→ EXERCISE TASKS
1/ Answer these questions using the Islamic banking excerpt:
(a) What is the name of the arrangement many Islamic banks use for car financing?
(b) When did Islamic banking arise?
(c) What term does Abdul-Rahman now use instead of "Islamic" to describe Lariba?
2/ Return the stretch of the Islamic banking excerpt from "Islamic banks are" through "customers are non-Muslim.", copied word for word.

Consider car financing. A typical bank charges interest for a car loan. Many Islamic banks use an arrangement called a murabaha: The bank buys the car on behalf of the customer, and then sells it to him at a markup, with payment collected in installments. Spread over the payback period, the markup looks a lot like interest rates on typical car loans.

House financing offers another example. Conventional banks use interest-based mortgages. Islamic banks typically use something called a musharaka, whereby they enter a joint venture to purchase the house for the buyer, who gradually buys out the bank's share, while paying rent--the rate of which tends to closely match prevailing interest rates on mortgages. Islamic banking arose in the mid-1970s, fueled by a quadrupling of oil prices, which left Gulf states flush with cash, and the spread of pan-Islamism, which drove Muslims to seek their own alternatives to conventional finance, according to Ibrahim Warde, a Tufts University professor and author of "Islamic Finance In the Global Economy."

"There was a lot of utopian talk about creating a new financial system, but over the past 30 years Islamic banks have had to be pragmatic and operate within the real world," says Warde. "So you end up with some rhetoric giving things different names."

Warde compares the financial contortions of today's Islamic banks with the contractum trinius used by medieval Christians to circumvent the church's ban on interest. It consisted of three contracts--an investment, a sale of profit and an insurance policy--each of which was permissible on its own but when combined mimicked an interest-bearing loan. The Christian ban on interest dissolved during the Protestant Reformation. The Muslim ban did not.

Fees for Islamic financial products are generally a little higher than those for conventional ones, say Khan and Warde, owed to the smaller scale of the system, the added cost of clerical supervision and the need for more paperwork, such as when many equipment markup transactions are used for a business instead of a single line of credit.

As with all banking, there's also the occasional shady dealer. "There are some people who call themselves Islamic who really are nothing but brokers," says Yahia Abdul-Rahman, founder of Lariba, an Islamic finance company in Pasadena, California. "You call and they say they'll charge you 4.2%, but they don't tell you about the fees--administration fees, partnership fees, limited liability company fees, rate-locking fee, application fee--and you end up at least half a point higher."

Abdul-Rahman says Lariba offers competitive rates and that unlike some Islamic banks, it bases its house financing on actual market rents, not rents that are contrived to match mortgage rates. When and where prices are high relative to rents, it turns down transactions because its return on investment would be too low. As an added benefit, that practice helped it avoid big losses during the U.S. housing bubble that peaked in 2006. High price-to-rent ratios are a classic sign of a bubble.

Islamic banks are gaining recognition for some other side benefits of their practices. Their focus on material transactions left them relatively free of the toxic assets that plagued Western banks in recent years. Also, their shunning of leverage constrains their growth but keeps their balance sheets relatively strong.

Ultimately, the question of the Islamic-ness of today's Islamic banks might be less important than the question of whether the best ones offer a template for socially palatable finance in all faiths. Abdul-Rahman, who wrote a book titled "The Art of Islamic Banking and Finance," published in January, says he now uses the term riba-free rather than Islamic to describe Lariba, because it's "based on a Judeo-Christian-Islamic values system," and many of its customers are non-Muslim.

"We believe the first riba-free banker in the U.S. was Jimmy Stewart in 'It's a Wonderful Life,'" he says. "That's what a community banker is about."

Jack Hough is an associate editor at SmartMoney.com and author of "Your Next Great Stock."

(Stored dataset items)
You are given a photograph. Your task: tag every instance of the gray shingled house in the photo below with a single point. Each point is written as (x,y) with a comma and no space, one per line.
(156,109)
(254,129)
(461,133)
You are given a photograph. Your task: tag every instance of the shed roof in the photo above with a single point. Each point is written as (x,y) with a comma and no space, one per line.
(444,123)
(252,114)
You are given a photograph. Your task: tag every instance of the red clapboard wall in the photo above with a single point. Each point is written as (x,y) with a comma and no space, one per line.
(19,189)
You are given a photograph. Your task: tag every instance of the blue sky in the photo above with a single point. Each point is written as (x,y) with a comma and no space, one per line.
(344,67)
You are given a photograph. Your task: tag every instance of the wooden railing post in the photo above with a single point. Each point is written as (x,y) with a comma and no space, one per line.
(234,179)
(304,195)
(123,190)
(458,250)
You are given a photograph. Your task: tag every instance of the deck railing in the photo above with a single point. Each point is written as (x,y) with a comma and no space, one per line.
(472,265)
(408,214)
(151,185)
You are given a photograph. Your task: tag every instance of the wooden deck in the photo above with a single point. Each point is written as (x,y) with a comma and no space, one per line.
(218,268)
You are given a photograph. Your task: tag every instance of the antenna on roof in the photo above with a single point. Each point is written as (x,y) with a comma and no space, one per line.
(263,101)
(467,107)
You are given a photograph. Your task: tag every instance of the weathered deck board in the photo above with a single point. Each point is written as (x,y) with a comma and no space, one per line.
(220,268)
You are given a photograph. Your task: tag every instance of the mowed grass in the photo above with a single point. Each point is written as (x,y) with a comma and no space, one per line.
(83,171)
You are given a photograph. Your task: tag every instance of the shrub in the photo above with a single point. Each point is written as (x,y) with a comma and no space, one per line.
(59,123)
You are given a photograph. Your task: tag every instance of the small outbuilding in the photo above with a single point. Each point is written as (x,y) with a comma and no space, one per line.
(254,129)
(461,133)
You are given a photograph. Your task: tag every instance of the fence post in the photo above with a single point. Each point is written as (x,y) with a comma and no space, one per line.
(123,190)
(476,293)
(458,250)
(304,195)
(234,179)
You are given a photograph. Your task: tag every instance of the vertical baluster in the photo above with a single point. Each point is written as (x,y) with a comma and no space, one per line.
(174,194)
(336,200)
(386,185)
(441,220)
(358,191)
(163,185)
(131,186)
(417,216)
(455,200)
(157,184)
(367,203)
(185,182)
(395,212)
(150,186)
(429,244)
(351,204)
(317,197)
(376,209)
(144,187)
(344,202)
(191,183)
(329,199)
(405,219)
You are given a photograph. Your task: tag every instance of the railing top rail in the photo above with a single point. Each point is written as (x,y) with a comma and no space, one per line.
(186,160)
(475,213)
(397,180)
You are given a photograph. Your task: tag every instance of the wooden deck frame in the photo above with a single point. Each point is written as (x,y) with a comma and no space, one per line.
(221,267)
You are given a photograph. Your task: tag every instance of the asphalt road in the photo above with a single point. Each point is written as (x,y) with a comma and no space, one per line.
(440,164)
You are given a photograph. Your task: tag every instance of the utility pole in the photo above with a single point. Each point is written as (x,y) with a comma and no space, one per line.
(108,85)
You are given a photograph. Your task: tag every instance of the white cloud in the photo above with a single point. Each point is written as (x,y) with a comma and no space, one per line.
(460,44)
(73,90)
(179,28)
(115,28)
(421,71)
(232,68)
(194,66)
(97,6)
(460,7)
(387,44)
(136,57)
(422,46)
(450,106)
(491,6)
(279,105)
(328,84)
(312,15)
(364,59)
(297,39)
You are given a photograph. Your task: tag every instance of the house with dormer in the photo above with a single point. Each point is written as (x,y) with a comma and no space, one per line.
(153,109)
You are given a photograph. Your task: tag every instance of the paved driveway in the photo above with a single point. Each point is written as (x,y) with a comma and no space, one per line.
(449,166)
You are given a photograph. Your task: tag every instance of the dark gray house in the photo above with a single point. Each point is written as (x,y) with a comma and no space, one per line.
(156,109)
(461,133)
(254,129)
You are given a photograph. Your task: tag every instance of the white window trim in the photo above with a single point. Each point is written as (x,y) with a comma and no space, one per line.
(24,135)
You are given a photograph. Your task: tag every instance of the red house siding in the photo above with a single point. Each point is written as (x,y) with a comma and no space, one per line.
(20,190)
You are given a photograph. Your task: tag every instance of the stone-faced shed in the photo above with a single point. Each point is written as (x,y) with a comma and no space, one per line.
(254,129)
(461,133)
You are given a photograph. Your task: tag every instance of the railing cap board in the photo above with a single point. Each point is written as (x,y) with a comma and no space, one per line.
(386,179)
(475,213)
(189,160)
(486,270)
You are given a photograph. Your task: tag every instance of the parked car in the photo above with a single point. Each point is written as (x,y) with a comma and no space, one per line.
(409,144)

→ TASK RESULTS
1/
(a) A murabaha.
(b) In the mid-1970s.
(c) Riba-free.

2/
Islamic banks are gaining recognition for some other side benefits of their practices. Their focus on material transactions left them relatively free of the toxic assets that plagued Western banks in recent years. Also, their shunning of leverage constrains their growth but keeps their balance sheets relatively strong.

Ultimately, the question of the Islamic-ness of today's Islamic banks might be less important than the question of whether the best ones offer a template for socially palatable finance in all faiths. Abdul-Rahman, who wrote a book titled "The Art of Islamic Banking and Finance," published in January, says he now uses the term riba-free rather than Islamic to describe Lariba, because it's "based on a Judeo-Christian-Islamic values system," and many of its customers are non-Muslim.